* Aim: The data below must be copied in full and without any change.

+ + + +

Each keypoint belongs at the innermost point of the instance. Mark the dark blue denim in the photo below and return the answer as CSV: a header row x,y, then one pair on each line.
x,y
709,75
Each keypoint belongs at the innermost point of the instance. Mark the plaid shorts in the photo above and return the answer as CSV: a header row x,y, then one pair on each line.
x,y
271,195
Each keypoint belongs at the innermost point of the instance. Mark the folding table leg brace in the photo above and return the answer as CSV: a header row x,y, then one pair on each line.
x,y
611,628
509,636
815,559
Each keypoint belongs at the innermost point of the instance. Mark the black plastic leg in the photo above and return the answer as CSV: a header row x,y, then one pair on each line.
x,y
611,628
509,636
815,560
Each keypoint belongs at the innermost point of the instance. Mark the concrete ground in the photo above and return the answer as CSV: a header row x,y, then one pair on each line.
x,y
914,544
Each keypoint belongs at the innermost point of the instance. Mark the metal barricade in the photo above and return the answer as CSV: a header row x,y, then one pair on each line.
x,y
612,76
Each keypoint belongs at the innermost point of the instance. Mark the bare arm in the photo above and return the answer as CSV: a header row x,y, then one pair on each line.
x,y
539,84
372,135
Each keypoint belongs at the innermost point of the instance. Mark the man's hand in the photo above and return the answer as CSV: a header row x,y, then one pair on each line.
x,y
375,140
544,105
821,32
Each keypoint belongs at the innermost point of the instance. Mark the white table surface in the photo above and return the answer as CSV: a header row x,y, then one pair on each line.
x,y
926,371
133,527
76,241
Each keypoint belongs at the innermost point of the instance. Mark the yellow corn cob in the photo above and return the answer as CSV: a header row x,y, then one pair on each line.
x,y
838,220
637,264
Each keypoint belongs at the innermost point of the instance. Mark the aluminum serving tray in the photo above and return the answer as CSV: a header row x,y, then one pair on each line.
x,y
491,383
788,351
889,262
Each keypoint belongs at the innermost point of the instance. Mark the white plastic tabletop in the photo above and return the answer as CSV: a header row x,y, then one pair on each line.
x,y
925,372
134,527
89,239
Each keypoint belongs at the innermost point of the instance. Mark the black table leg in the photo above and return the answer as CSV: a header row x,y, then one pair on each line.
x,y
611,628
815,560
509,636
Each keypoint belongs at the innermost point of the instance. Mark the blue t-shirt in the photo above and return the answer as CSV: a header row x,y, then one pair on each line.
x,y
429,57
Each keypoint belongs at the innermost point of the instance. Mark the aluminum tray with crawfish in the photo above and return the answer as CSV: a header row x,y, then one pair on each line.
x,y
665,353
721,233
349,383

+ + + +

* Exercise output:
Each keypoint belongs at the innermost point of the instance. Mark the dark blue denim in the photo below and return the answer as CSV: a header row x,y, then one pair on each line.
x,y
709,75
Each keypoint belongs at the innermost point of the instance. Mark the plaid shorts in the photo above and return the answer as CSV: a header row x,y, then one pair on each line.
x,y
271,195
Each keypoint belongs at the innermost point of the instance. Mark the folding table leg brace in the photo above and return the answer as CSV: a header row x,y, then one pair on each line.
x,y
611,628
509,636
815,559
Each keypoint belongs at the innermost point of the instance. Mark the black plastic leg in the photo above and return the answer as CSV: a header row x,y, then one pair on each line.
x,y
611,628
509,636
815,560
Each keypoint belongs at the innermost point of the instance. Mark the concrete ground in the photo above and return the answer as CSV: a header row x,y, then one pair on each line.
x,y
914,544
Each keypoint belongs at the innermost point of the instance. Mark the metal barricade in the photo above and return the answer as CSV: a header row x,y, then one pair on each line.
x,y
612,76
Each keypoint belongs at the innermost point of the instance. Mark the bare arm in the photo above and return the answer as CSV: a header row x,y, then one pair on each line.
x,y
539,84
372,135
Each keypoint belongs at the innermost point of the instance. Mark the man's hand in the photo above and return the answer as CSV: a header row x,y, then one pair on each line.
x,y
375,140
544,105
821,32
Each keypoint belongs at the innermost point of the instance. Mark the white table surface in the photo above and return the answer as CSV: a header row x,y, then one pair on each line.
x,y
926,371
133,527
76,241
Each keypoint belongs at the innermost point of the instance. Mark the yellow corn cob in the photo above and return the answer as CSV: a header row x,y, then one pair on each line.
x,y
838,220
637,264
Each keypoint belongs at the innermost point of the instance. Mark the aluminum serving tray in the photo above and return the answer as CSV: a header row x,y, then one pair on each line.
x,y
491,383
788,351
889,262
Each keypoint belongs at the innermost point of the instance. Mark the white plastic tabletop in the photo above and return the answer as CSV: a header row x,y, then one pair on each line.
x,y
925,372
134,527
89,239
Each keypoint belongs at the innermost point of the instance. Mark the black table leg in the photo above and return the answer as CSV: a header row x,y, then one pair on each line.
x,y
611,628
815,560
509,636
Each keypoint belongs at the innermost point of the instance. Mark the blue t-shirt in the photo above and return the answer as CSV: a header row x,y, then one pair on each line.
x,y
429,57
Each keypoint belongs at the innermost point of the instance. Mark the aluminum tray with crawfish in the photo above and return the answer as CSV: a header row x,y, then one pair on each line.
x,y
665,353
721,233
349,383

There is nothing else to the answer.